### AIM
Write out every line of the material exactly as it appears.
# # # #
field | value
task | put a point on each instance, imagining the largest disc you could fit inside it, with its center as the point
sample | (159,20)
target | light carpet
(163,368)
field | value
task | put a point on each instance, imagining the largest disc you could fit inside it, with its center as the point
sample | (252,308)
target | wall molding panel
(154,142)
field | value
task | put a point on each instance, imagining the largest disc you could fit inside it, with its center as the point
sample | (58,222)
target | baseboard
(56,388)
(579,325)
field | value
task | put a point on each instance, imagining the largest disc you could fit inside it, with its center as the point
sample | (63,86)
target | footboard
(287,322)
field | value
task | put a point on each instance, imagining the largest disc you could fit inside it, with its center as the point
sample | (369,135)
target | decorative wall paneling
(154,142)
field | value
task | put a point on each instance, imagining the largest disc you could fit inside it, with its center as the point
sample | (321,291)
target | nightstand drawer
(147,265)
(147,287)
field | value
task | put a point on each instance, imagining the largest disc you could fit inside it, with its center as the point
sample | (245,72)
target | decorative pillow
# # # #
### TASK RESULT
field | value
task | put a point on each instance, imagining the largest disc you could fit inside it, with its center as the point
sample | (159,20)
target | light carpet
(163,368)
field | value
task | put a point on each instance, imagining the largest disc you could fit inside it, with its center as the point
sample | (252,308)
target | wall molding panel
(154,142)
field | value
task | put a point on each instance, imagining the largest disc you could fit inside it, with its center as the point
sample | (58,222)
target | baseboard
(56,388)
(579,325)
field | value
task | put a point on each instance, imagining the largest disc you could fit inside it, with its center as the point
sample | (63,86)
target | footboard
(287,322)
field | value
task | put a point on each instance, imagining the largest disc you could fit inside it, with its center as the point
sample | (369,135)
target | decorative wall paneling
(154,142)
field | value
task | put a point on each instance, imagining the largest disc you could fit inside it, with its center as the point
sample | (321,291)
target | nightstand drawer
(147,265)
(147,287)
field | value
task | put a point on each instance, imagining the largest disc you could fit inside it, with its center as the point
sample | (245,72)
target | decorative pillow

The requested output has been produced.